Records shown:
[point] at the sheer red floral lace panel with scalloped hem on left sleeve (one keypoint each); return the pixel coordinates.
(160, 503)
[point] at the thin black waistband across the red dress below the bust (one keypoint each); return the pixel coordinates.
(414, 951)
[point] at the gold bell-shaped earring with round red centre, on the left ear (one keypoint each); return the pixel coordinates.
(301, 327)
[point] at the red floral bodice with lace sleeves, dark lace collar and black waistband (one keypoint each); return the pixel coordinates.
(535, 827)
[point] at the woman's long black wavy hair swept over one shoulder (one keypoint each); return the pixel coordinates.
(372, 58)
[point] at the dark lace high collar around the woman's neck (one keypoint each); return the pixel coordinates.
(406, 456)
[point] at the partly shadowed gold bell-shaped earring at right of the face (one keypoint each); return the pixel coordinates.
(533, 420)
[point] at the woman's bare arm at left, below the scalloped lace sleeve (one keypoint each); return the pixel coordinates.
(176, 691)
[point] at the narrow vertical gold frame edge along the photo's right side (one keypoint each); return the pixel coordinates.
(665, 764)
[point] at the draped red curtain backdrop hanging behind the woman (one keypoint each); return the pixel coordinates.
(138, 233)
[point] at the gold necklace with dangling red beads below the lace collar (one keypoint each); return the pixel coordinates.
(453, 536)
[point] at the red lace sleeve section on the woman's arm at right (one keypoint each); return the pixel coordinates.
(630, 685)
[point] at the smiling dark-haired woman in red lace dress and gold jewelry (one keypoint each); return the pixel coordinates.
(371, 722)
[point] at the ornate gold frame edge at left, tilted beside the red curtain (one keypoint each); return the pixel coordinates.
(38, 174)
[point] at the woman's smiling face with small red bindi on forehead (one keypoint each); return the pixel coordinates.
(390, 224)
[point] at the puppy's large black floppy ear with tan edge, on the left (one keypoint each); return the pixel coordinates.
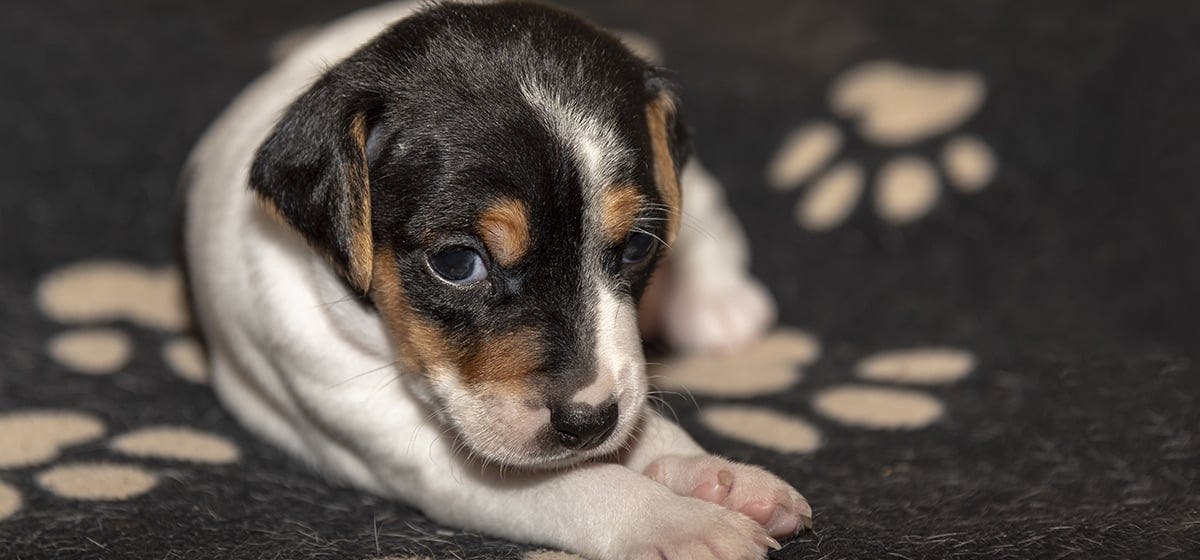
(313, 171)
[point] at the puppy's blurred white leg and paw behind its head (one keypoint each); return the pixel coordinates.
(707, 299)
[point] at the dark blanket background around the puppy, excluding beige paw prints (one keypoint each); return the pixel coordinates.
(1075, 278)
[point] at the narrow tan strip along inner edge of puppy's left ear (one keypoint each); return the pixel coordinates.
(359, 204)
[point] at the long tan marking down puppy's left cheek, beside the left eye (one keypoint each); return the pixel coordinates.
(421, 345)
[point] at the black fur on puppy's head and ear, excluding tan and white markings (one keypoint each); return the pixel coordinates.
(443, 92)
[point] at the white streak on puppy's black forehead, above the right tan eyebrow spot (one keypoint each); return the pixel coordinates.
(596, 147)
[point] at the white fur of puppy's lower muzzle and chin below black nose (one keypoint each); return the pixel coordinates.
(508, 432)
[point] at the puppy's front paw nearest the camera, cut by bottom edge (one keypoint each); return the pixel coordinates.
(688, 529)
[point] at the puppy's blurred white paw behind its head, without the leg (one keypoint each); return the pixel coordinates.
(707, 315)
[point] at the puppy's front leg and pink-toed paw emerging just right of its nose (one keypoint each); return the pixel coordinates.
(669, 456)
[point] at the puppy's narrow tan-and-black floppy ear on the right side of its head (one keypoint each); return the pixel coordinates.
(670, 146)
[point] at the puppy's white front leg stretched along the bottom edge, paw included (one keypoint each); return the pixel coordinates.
(603, 511)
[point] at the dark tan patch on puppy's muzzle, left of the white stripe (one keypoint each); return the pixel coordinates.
(506, 359)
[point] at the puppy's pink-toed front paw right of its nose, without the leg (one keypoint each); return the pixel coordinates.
(743, 489)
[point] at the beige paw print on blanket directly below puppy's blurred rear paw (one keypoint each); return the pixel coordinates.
(872, 401)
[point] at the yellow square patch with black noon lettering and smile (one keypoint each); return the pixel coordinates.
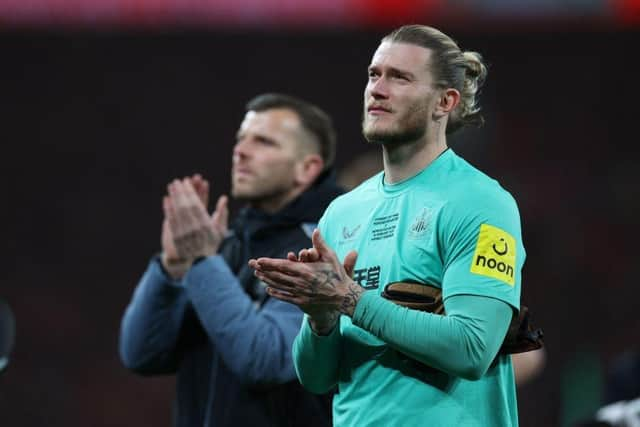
(495, 254)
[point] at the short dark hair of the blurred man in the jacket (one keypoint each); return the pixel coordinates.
(313, 119)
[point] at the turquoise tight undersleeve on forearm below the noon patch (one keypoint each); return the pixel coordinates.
(462, 343)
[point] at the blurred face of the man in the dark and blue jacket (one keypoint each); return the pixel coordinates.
(265, 155)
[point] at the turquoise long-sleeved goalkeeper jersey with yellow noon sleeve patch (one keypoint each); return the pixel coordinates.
(449, 226)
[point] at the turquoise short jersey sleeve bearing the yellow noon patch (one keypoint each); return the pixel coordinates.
(483, 253)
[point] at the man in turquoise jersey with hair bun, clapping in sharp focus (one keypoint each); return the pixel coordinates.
(432, 219)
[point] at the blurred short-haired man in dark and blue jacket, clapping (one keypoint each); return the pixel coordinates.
(198, 310)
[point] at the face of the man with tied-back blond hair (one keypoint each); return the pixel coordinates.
(400, 96)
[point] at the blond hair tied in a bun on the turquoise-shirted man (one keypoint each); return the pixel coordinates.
(464, 71)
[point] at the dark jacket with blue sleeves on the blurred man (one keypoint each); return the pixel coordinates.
(228, 342)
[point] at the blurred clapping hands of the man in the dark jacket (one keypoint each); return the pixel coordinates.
(188, 231)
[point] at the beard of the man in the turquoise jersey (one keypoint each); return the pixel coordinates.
(407, 128)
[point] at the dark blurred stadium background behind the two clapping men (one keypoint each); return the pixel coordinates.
(95, 124)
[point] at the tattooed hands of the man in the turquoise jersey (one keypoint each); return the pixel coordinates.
(315, 281)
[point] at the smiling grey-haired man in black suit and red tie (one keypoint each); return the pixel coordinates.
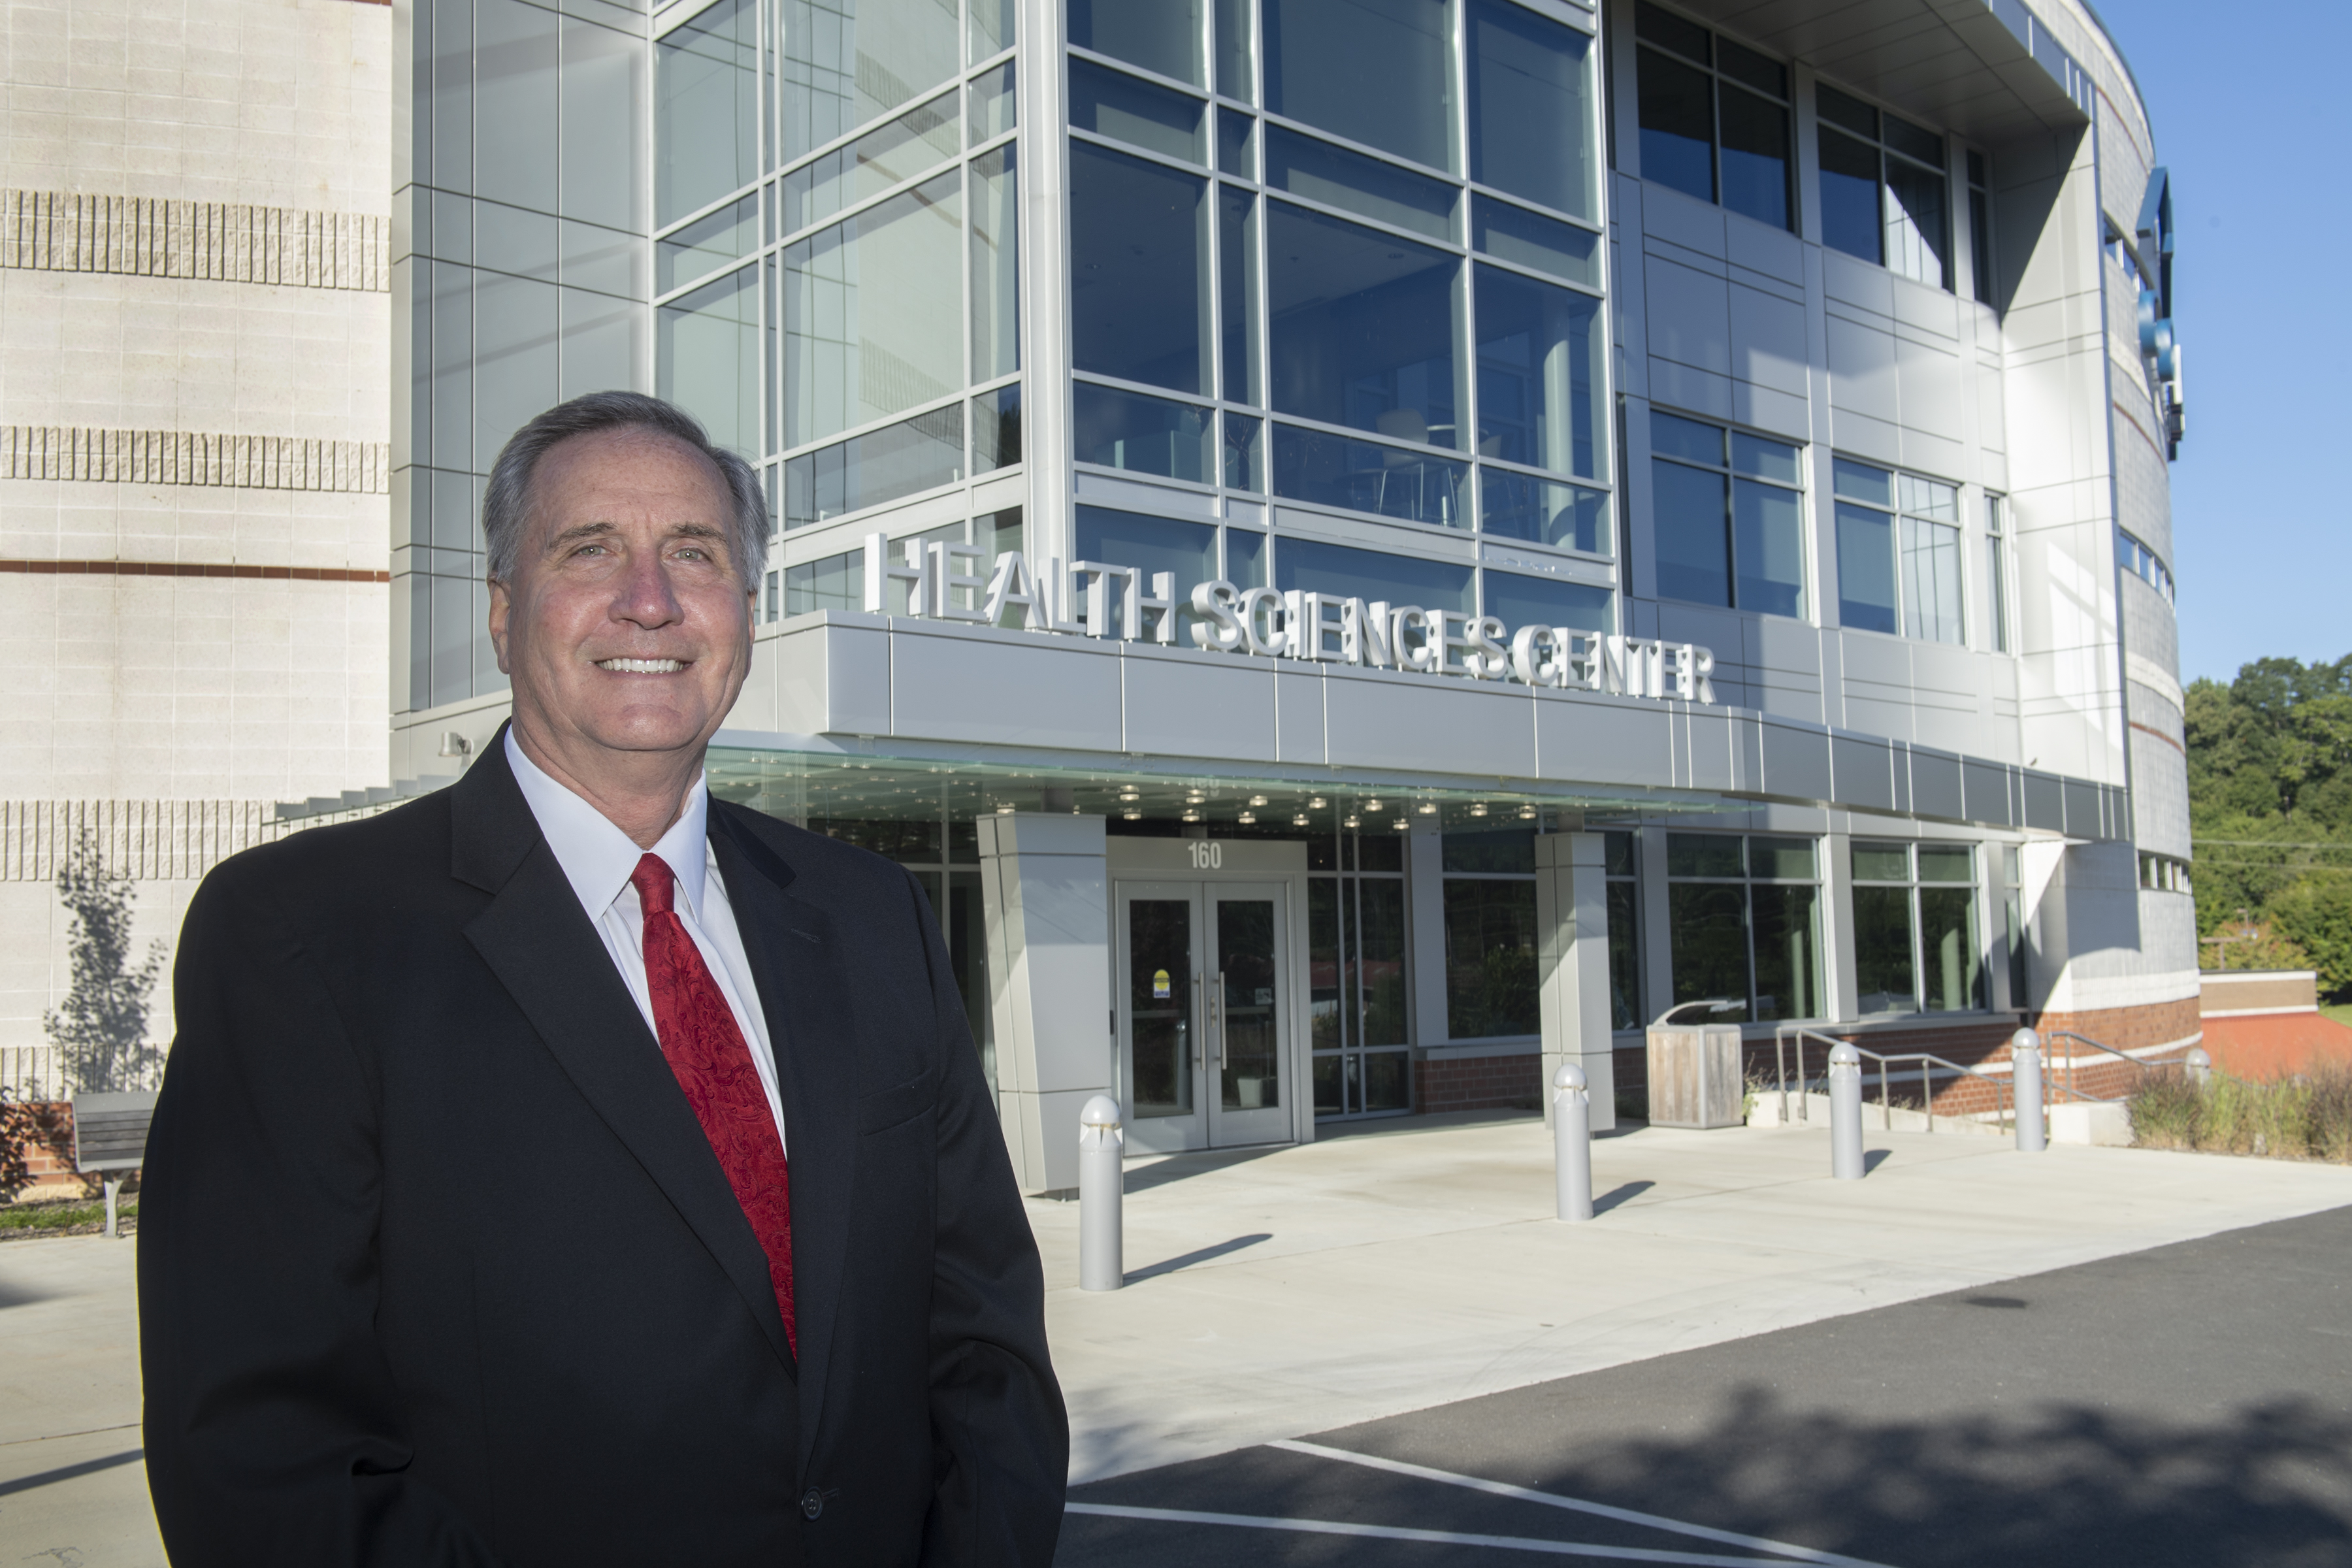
(570, 1167)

What is needed: Retype every entry exactly as written. Leave the pictures out.

Task output:
[point] at the sheer red floral lace panel with scalloped hem on left sleeve (one keypoint each); return the pixel coordinates.
(160, 503)
[point] at the thin black waistband across the red dress below the bust (one keypoint each); return the pixel coordinates.
(414, 951)
[point] at the gold bell-shaped earring with round red centre, on the left ear (one keypoint each); return the pixel coordinates.
(301, 327)
[point] at the red floral bodice with lace sleeves, dark lace collar and black waistband (one keypoint each); return the pixel coordinates.
(535, 827)
[point] at the woman's long black wavy hair swept over one shoulder (one keypoint each); return the pixel coordinates.
(372, 58)
[point] at the dark lace high collar around the woman's neck (one keypoint each); return the pixel coordinates.
(406, 456)
[point] at the partly shadowed gold bell-shaped earring at right of the face (one keypoint each); return the pixel coordinates.
(533, 420)
[point] at the woman's bare arm at left, below the scalloped lace sleeve (one keypoint each); return the pixel coordinates.
(176, 691)
[point] at the narrow vertical gold frame edge along the photo's right side (one keypoint each); return the pixel coordinates.
(665, 764)
[point] at the draped red curtain backdrop hanging behind the woman (one keypoint each); return the pixel coordinates.
(138, 233)
[point] at the gold necklace with dangling red beads below the lace collar (one keypoint each); return the pixel coordinates.
(453, 536)
[point] at the red lace sleeve section on the woman's arm at right (one keypoint each); return the pixel coordinates.
(630, 685)
[point] at the smiling dark-haired woman in red lace dress and gold jewelry (one keypoint each); return the pixel coordinates.
(371, 722)
[point] at the ornate gold frame edge at left, tilted beside the red curtain (one keypoint each); return the pixel coordinates.
(38, 174)
[point] at the woman's smiling face with small red bindi on forehead (one keypoint each); return the pixel coordinates.
(390, 224)
[point] at the puppy's large black floppy ear with tan edge, on the left (one keypoint each); return the pixel coordinates.
(313, 171)
[point] at the puppy's blurred white leg and paw behind its head (one keypoint each); return the pixel coordinates.
(707, 299)
[point] at the dark blanket background around the puppy, excluding beige paw prints (one keypoint each); return the pixel coordinates.
(1075, 278)
[point] at the narrow tan strip along inner edge of puppy's left ear (one keypoint each); return the pixel coordinates.
(359, 204)
[point] at the long tan marking down puppy's left cheek, beside the left eye (one keypoint each); return the pixel coordinates.
(421, 345)
[point] at the black fur on puppy's head and ear, excluding tan and white markings (one keypoint each); return the pixel coordinates.
(443, 92)
[point] at the white streak on puppy's black forehead, above the right tan eyebrow spot (one keypoint each); return the pixel coordinates.
(596, 147)
[point] at the white fur of puppy's lower muzzle and chin below black nose (one keypoint each); return the pixel coordinates.
(508, 432)
[point] at the puppy's front paw nearest the camera, cut by bottom edge (one keypoint each); return the pixel coordinates.
(688, 529)
[point] at the puppy's blurred white paw behind its head, without the leg (one keypoint each); return the pixel coordinates.
(707, 315)
[point] at the puppy's front leg and pink-toed paw emerging just right of its nose (one keypoint each); return the pixel coordinates.
(669, 456)
[point] at the puppy's narrow tan-and-black floppy ear on the right side of its head (one keypoint each); return the pixel coordinates.
(670, 146)
[point] at the puppy's white front leg stretched along the bottom edge, paw included (one keypoint each); return the pixel coordinates.
(603, 511)
[point] at the dark tan patch on puppy's muzzle, left of the white stripe (one keypoint each); return the pixel coordinates.
(506, 359)
[point] at the puppy's pink-toed front paw right of its nose, without the leg (one keypoint each); return the pixel coordinates.
(743, 489)
[point] at the beige paw print on blanket directly below puppy's blurred rear paw (one keypoint each); return the pixel coordinates.
(872, 401)
[point] at the yellow square patch with black noon lettering and smile (one keypoint each); return the pixel coordinates.
(495, 254)
[point] at the short dark hair of the blurred man in the jacket (one keypoint each); return the pixel coordinates.
(313, 119)
[point] at the turquoise tight undersleeve on forearm below the noon patch (one keypoint each); return the pixel coordinates.
(462, 343)
[point] at the blurred face of the man in the dark and blue jacket (one keypoint each); return the pixel coordinates.
(265, 155)
[point] at the turquoise long-sleeved goalkeeper jersey with yellow noon sleeve patch (one keypoint each); return the pixel coordinates.
(449, 226)
[point] at the turquoise short jersey sleeve bearing the yellow noon patch (one keypoint each); return the pixel coordinates.
(483, 253)
[point] at the man in turquoise jersey with hair bun, clapping in sharp focus (one keypoint each); return the pixel coordinates.
(432, 219)
[point] at the blurred short-haired man in dark and blue jacket, clapping (one keypoint each); return the pixel coordinates.
(198, 310)
[point] at the face of the man with tied-back blond hair (one keypoint each); return the pixel coordinates.
(400, 96)
[point] at the blond hair tied in a bun on the turquoise-shirted man (one keypoint each); return the pixel coordinates.
(464, 71)
[point] at the dark jacket with blue sleeves on the blurred man (one keypoint each); return the pixel coordinates.
(228, 342)
[point] at the blurred clapping hands of the man in the dark jacket (one keypoint each); return the pixel coordinates.
(188, 231)
[point] at the beard of the man in the turquoise jersey (one keypoint each); return the pixel coordinates.
(407, 128)
[point] at the dark blurred stadium background behind the two clapping men (one keypoint each); return the pixel coordinates.
(95, 124)
[point] at the tattooed hands of the man in the turquoise jersey (one keypoint each); return the pixel coordinates.
(315, 281)
[point] at the smiling grey-haired man in black suit and red tie (one keypoint each); return the pixel coordinates.
(570, 1167)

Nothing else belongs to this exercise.